→ **READING PASSAGE**
╔══

Nanopore amplicon assembly
Nanopore reads were trimmed for adapters using Porechop (v.0.2.4)30 on default settings. To filter for reads containing the entire region of interest, the trimmed reads were first reference mapped in Geneious (v9.1.8)29 (default settings, medium sensitivity) to a 40 nt sequence within the amplicon but flanking the unknown region (ATAAAGGCATAGTCCCAATCCCACCAACGCACAAAAAGAG). The resulting mapped reads were then mapped to a 40 nt sequence flanking the opposite side of the unknown region (GAACGGAGCGAAGCCCGTGGAGTTAAGGGGCAACTCGGGC). The resulting mapped reads containing both known flanking regions were size filtered in Geneious (v9.1.8)29 to generate a list of reads with a length similar to the estimated amplicon size (1200–1400 nt for Amp1, 950–1350 nt for Amp2 and 725–1125 nt for Amp3). The resulting filtered reads were aligned using MAFFT31 on default settings, and from this alignment a majority consensus sequence was generated in Geneious (v9.1.8)29 for each amplicon. The previously unsequenced region of the UTR was extracted from each amplicon, and then they were aligned using MAFFT31 on default settings. From this alignment, a single consensus sequence was generated in Geneious (v9.1.8)29. This consensus sequence representing the unsequenced region of the UTR was added to the previously generated partial genome sequence to generate a preliminary complete genome sequence for further analysis.
Final assembly
Previously generated Illumina amplicon sequencing reads were processed using BBMerge32, which identified overlapping regions in paired reads, and if present, combined them to generate longer merged reads. Merged reads were mapped to the preliminary complete genome sequence using Geneious (v9.1.8)29 iterative reference assembly (using default medium–low sensitivity settings and five iterations). The resulting consensus sequence was modified using an alignment-based manual correction method, resulting in a 2,805 nt complete circular genome. As an additional quality check, sequencing reads were mapped to the final consensus sequence using Geneious (v9.1.8)29 reference assembly (default low sensitivity settings).
Phylogenetic analysis
A maximum-likelihood phylogenetic tree was generated with IQ-TREE33 from MAFFT31 multiple sequence alignments (MSA) of the novel genome and representative TTV ORF1 amino acid sequences (n = 146). An IQ-Tree phylogenetic tree was produced using the substitution models indicated in Fig. 1, as selected by ModelFinder34, with 1000 ultrafast bootstraps35 and visualized using Interactive Tree Of Life (iTOL)36. The resulting tree was pruned to include only the clade containing TTEqV2 and its sister clade (n = 31) as shown in Fig. 1. The whole unpruned tree is shown in Supplementary Material Fig. S1.

╚══

→ **INFORMATION GIVEN**
╔══

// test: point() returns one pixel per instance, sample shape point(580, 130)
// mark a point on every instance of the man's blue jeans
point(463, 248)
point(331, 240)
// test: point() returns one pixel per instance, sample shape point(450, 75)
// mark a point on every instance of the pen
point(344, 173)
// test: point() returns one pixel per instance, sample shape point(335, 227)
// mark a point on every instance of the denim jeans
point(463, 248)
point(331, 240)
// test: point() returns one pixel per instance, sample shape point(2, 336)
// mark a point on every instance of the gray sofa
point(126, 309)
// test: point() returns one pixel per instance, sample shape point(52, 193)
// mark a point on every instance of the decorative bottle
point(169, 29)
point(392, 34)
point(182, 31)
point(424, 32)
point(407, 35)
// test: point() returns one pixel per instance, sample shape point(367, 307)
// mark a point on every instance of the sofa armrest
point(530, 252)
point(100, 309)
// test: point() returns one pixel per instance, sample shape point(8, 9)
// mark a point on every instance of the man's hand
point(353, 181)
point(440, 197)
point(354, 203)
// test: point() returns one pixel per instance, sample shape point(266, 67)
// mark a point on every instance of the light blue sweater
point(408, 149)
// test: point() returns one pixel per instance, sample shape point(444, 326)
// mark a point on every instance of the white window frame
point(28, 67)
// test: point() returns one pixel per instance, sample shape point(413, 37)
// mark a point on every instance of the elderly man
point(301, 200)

╚══

→ **ACTIVITY 1**
In the assembly methods text, begin at the words "Final assembly" and stop after "low sensitivity settings).", then rewrite that stretch with "five iterations" changed to "ten iterations".
→ **ACTIVITY 2**
According to the assembly methods text, how long was the complete circular genome produced by the manual correction of the consensus sequence?
The listing has no connection to the assembly methods text.

→ **PROBLEM SOLUTION 1**
Final assembly
Previously generated Illumina amplicon sequencing reads were processed using BBMerge32, which identified overlapping regions in paired reads, and if present, combined them to generate longer merged reads. Merged reads were mapped to the preliminary complete genome sequence using Geneious (v9.1.8)29 iterative reference assembly (using default medium–low sensitivity settings and ten iterations). The resulting consensus sequence was modified using an alignment-based manual correction method, resulting in a 2,805 nt complete circular genome. As an additional quality check, sequencing reads were mapped to the final consensus sequence using Geneious (v9.1.8)29 reference assembly (default low sensitivity settings).

→ **PROBLEM SOLUTION 2**
It was 2,805 nt long.